- PROBLEM TO WORK ON
Copy out the full text below on city blocks in downtown Saint Paul and Minneapolis, word for word.

- TEXT PROVIDED
• • • •

A square block of 15 acres has a circumference of about 0.6 miles, taking about 12 minutes to walk around, and the time and distance increases as blocks become more rectangular or otherwise elongated. Of course, some smaller blocks can take much longer than 12 minutes to circle on foot due to strange shapes, and the presence of small blocks doesn't automatically mean that you're in a walker's paradise. But in general, I think the resulting maps give a good indication of what it's like to get around.
Compare the above map of downtown Saint Paul with another one I made of downtown Minneapolis. This shows a fantastic checkerboard pattern of blocks that can be circled clockwise, counterclockwise, and the ones that have turn conflicts requiring extra circling of adjacent blocks.
Map of city blocks in downtown Minneapolis. Click here for full map.
Both downtowns have significant "moats" around them, though downtown Minneapolis retains more connections to nearby neighborhoods, especially to the south. In both cities, highways (especially interchanges) make large unwalkable zones, though the straighter mainline sections of the highways aren't quite as bad. Saint Paul significantly tore down a large amount of housing in the West Side Flats area in the early 1960s, and the city's Port Authority redeveloped it as a low-density industrial park. Large areas were also torn down to free up room for the capitol grounds. The park-like capitol lawn is an impressive space, but opening up the area in that way created something more similar to a suburban office park than a downtown zone.

• • • •

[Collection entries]
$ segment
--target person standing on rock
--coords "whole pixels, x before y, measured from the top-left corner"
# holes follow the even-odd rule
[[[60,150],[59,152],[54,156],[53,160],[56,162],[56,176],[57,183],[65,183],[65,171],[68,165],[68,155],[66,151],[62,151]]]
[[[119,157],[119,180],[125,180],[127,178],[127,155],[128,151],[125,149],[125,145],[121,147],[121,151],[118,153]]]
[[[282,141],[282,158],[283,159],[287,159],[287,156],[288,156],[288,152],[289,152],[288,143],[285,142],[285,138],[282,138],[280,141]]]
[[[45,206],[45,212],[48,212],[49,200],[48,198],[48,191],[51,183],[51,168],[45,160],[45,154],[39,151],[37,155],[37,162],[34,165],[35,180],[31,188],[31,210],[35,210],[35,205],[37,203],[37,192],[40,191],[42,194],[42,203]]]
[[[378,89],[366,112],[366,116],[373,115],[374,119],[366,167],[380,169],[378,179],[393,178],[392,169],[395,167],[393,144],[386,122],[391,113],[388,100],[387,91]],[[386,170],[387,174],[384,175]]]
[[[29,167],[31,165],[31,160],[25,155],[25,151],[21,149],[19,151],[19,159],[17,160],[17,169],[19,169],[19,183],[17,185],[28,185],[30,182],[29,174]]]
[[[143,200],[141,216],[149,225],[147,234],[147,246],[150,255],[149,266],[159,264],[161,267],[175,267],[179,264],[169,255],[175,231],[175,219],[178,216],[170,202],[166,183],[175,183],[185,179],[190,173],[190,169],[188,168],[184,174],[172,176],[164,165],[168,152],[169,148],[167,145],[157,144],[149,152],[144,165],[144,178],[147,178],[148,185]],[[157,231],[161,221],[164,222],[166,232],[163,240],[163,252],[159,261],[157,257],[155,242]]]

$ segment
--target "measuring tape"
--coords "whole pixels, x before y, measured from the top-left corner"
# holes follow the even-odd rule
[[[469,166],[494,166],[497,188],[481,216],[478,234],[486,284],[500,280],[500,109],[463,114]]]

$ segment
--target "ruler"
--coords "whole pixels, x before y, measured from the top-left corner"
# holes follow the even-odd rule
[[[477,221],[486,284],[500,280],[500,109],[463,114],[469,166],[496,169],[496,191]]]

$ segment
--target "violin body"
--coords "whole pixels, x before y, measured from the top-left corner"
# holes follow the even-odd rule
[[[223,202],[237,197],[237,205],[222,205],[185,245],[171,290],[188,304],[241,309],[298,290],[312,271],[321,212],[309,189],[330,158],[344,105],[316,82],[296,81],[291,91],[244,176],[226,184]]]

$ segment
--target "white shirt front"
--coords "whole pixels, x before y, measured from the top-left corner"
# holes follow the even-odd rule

• • • •

- RESULT FOR THIS EXERCISE
A square block of 15 acres has a circumference of about 0.6 miles, taking about 12 minutes to walk around, and the time and distance increases as blocks become more rectangular or otherwise elongated. Of course, some smaller blocks can take much longer than 12 minutes to circle on foot due to strange shapes, and the presence of small blocks doesn't automatically mean that you're in a walker's paradise. But in general, I think the resulting maps give a good indication of what it's like to get around.
Compare the above map of downtown Saint Paul with another one I made of downtown Minneapolis. This shows a fantastic checkerboard pattern of blocks that can be circled clockwise, counterclockwise, and the ones that have turn conflicts requiring extra circling of adjacent blocks.
Map of city blocks in downtown Minneapolis. Click here for full map.
Both downtowns have significant "moats" around them, though downtown Minneapolis retains more connections to nearby neighborhoods, especially to the south. In both cities, highways (especially interchanges) make large unwalkable zones, though the straighter mainline sections of the highways aren't quite as bad. Saint Paul significantly tore down a large amount of housing in the West Side Flats area in the early 1960s, and the city's Port Authority redeveloped it as a low-density industrial park. Large areas were also torn down to free up room for the capitol grounds. The park-like capitol lawn is an impressive space, but opening up the area in that way created something more similar to a suburban office park than a downtown zone.